= Problem to work on =
Word-for-word transcription is needed for all of the entries.

★ ★ ★

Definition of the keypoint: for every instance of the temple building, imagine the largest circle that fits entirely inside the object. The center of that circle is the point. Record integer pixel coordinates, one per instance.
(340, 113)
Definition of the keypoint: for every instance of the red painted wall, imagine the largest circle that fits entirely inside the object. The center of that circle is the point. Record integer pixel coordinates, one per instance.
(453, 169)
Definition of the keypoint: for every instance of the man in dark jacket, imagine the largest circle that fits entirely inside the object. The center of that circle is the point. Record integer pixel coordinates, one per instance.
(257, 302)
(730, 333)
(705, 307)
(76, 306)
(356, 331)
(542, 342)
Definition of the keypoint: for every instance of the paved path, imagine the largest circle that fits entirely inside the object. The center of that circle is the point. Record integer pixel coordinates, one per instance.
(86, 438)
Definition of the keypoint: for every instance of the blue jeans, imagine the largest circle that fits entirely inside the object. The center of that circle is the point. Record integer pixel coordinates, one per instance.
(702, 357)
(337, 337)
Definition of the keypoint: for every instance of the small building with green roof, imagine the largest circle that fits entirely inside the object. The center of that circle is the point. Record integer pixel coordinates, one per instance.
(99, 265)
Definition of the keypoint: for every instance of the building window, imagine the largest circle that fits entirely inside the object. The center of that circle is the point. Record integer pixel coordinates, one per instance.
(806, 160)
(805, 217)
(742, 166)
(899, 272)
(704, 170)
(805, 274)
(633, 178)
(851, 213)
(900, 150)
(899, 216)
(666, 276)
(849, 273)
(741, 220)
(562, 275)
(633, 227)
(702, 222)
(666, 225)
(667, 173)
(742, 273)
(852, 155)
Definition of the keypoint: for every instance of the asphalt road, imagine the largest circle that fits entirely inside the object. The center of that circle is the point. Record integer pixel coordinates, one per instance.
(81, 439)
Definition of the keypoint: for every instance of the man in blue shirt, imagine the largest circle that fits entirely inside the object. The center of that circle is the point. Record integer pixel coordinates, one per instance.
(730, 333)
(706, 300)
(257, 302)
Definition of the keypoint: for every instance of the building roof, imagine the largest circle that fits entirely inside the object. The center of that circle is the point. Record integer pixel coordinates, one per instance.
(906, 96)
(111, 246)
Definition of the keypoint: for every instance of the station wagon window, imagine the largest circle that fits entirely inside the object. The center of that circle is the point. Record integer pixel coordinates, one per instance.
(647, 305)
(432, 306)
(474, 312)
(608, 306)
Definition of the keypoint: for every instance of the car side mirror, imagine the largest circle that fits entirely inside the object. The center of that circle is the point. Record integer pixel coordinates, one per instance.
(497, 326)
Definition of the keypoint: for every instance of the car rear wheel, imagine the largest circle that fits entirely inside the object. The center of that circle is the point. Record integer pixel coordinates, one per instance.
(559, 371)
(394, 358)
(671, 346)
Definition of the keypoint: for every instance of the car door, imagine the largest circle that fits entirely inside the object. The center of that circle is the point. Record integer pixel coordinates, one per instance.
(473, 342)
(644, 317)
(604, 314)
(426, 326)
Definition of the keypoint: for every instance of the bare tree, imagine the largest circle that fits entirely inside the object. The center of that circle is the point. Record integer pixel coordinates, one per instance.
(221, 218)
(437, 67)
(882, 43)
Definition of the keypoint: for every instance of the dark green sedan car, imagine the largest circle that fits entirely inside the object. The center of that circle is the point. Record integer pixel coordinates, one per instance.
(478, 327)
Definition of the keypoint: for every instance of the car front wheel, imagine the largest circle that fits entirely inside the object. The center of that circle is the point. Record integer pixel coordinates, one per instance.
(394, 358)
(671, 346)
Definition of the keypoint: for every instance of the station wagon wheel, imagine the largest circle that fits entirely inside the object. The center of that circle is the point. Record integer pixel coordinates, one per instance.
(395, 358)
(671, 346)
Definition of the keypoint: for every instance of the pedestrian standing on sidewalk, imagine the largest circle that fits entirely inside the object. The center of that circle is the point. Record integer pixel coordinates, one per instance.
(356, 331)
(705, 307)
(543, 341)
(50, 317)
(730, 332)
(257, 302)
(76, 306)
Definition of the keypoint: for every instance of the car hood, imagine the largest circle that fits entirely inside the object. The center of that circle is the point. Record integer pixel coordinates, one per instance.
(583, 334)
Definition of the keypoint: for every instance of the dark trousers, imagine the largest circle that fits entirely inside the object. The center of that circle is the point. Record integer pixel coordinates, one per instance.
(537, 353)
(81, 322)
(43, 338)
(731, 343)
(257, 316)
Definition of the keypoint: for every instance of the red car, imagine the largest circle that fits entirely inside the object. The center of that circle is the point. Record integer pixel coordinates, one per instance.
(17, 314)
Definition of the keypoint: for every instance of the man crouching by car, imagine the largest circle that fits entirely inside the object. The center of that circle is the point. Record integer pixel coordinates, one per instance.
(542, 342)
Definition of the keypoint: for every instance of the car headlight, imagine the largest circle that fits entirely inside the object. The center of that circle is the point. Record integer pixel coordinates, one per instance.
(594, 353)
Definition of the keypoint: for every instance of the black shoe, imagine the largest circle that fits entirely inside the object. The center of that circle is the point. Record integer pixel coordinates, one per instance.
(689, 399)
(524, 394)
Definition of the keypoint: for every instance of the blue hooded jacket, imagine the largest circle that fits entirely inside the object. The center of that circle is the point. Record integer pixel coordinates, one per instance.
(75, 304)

★ ★ ★

= Result =
Definition of the keypoint: for every instance of the temple building, imagine the largest circle that fits entirely inside the object. The center of that circle is the point. Record integer pixel coordinates, one per instance.
(340, 113)
Definition of the keypoint: for every instance of the red painted wall, imagine the largest circle that fits entirely inside the object. The center of that circle is the point. Record integer pixel coordinates, one per instance.
(453, 169)
Definition of the keypoint: for every instance of the man in dark jacket, imagine the largest circle that fits entirely inside the object. The center of that circle is the point. Record integer pixel coordinates, one per instance.
(257, 302)
(730, 333)
(705, 307)
(76, 306)
(356, 331)
(542, 342)
Definition of the keypoint: for every instance of the paved path, imagine the largest circle that fits entirely inside the object. The center of that circle is the point. Record integer pixel coordinates, one per instance.
(86, 438)
Definition of the keypoint: for every instance of the blue jeans, imagine the largest circle that fits entirely inside the object. The center of that circle is the point. Record integer pixel coordinates, one per instance.
(702, 357)
(337, 337)
Definition of the keypoint: for every instance of the small building with green roof, imagine the largest circle that fits entirely inside the object. The center of that circle is the point. Record integer pixel coordinates, one per instance.
(99, 265)
Definition of the keypoint: for every instance of the building window, imagine the largest circle that fits entirely inside the object. The center of that circle is the point. Record integer pixel coordinates, one per instance.
(806, 160)
(805, 217)
(742, 166)
(899, 272)
(704, 170)
(805, 274)
(633, 178)
(851, 213)
(900, 150)
(899, 216)
(666, 276)
(849, 273)
(741, 220)
(562, 275)
(633, 227)
(702, 222)
(666, 225)
(667, 173)
(742, 273)
(852, 155)
Definition of the keypoint: for every instance of the asphalt road, imagine the largest circle that fits entirely inside the object. The center of that circle is the point. Record integer pixel coordinates, one per instance.
(81, 439)
Definition of the keypoint: for every instance of the man in blue shirt, imagine the largest circle that fits entirely inside the object. The center of that circle is the point. Record integer pixel coordinates, one per instance.
(730, 333)
(706, 300)
(257, 302)
Definition of the keypoint: for every instance of the building roof, imagine the largest circle that fits entirely inside the object. The center of that circle is the point. Record integer pixel coordinates, one per instance.
(906, 96)
(111, 246)
Definition of the keypoint: for every instance of the station wagon window, imagine the largest circle that fits entirely inside the object. The center of that circle is the point. Record integer pixel coordinates, one per instance.
(647, 305)
(432, 306)
(474, 312)
(608, 306)
Definition of the keypoint: for every instance of the car side mirror, imagine the largest circle that fits entirely inside the object. The center of that circle is the point. Record integer pixel coordinates, one per instance.
(497, 326)
Definition of the keypoint: for every instance of the car rear wheel, imagine the largest circle that fits entirely inside the object. The center of that circle is the point. Record integer pixel coordinates, one per instance.
(559, 371)
(394, 358)
(671, 346)
Definition of the keypoint: for every instance of the car door, imagine the largest circle that fits entirely inside the object. The center of that circle is the point. Record integer pixel coordinates, one per instance.
(473, 342)
(644, 317)
(604, 314)
(426, 326)
Definition of the keypoint: for every instance of the bare tree, imagine the largest circle that fits entirely inside the object. The center of that circle is the point. Record integer pixel coordinates, one per instance.
(221, 218)
(437, 67)
(882, 43)
Definition of the keypoint: for every instance of the dark green sedan car, imagine the largest circle that fits entirely inside the object. The center of that circle is the point. Record integer pixel coordinates, one per instance.
(478, 327)
Definition of the keypoint: for every instance of the car front wheel, imagine the largest circle that fits entirely inside the object. The center of that circle is the point. Record integer pixel coordinates, one per instance.
(394, 358)
(671, 346)
Definition of the keypoint: for every instance of the station wagon wheel, imagine the largest circle that fits entirely inside the object. The center of that circle is the point. Record integer pixel coordinates, one per instance.
(395, 358)
(671, 346)
Definition of the keypoint: for every instance of the pedestrian standing on sidewalk, imagine the largest circle that fits entirely inside the object. The center of that circle is the point. Record integer pixel coordinates, one per instance.
(356, 331)
(705, 307)
(543, 341)
(50, 317)
(730, 332)
(257, 302)
(76, 306)
Definition of the keypoint: for every instance of the car hood, imagine the largest circle that fits entirely inside the object. The center of that circle is the point. Record integer pixel coordinates, one per instance.
(583, 334)
Definition of the keypoint: for every instance of the dark trousers, imagine the largest circle that fits entirely inside the object. The center of that circle is the point. Record integer pixel coordinates, one per instance.
(537, 353)
(81, 322)
(43, 338)
(731, 343)
(257, 316)
Definition of the keypoint: for every instance of the red car, imagine the largest circle that fits entirely inside the object. The center of that circle is the point. Record integer pixel coordinates, one per instance.
(17, 314)
Definition of the keypoint: for every instance of the man crouching by car, imagine the largest circle that fits entirely inside the object. The center of that circle is the point. Record integer pixel coordinates, one per instance.
(542, 342)
Definition of the keypoint: for every instance of the car headlight, imagine the largest circle that fits entirely inside the object. The center of that circle is the point. Record integer pixel coordinates, one per instance.
(594, 353)
Definition of the keypoint: for every instance of the black shoe, imagine the largest circle that fits entirely inside the object. The center of that circle is the point. Record integer pixel coordinates, one per instance.
(689, 399)
(524, 394)
Definition of the keypoint: for every instance of the blue hooded jacket, imagine the largest circle that fits entirely inside the object. The center of that circle is the point. Record integer pixel coordinates, one per instance.
(75, 304)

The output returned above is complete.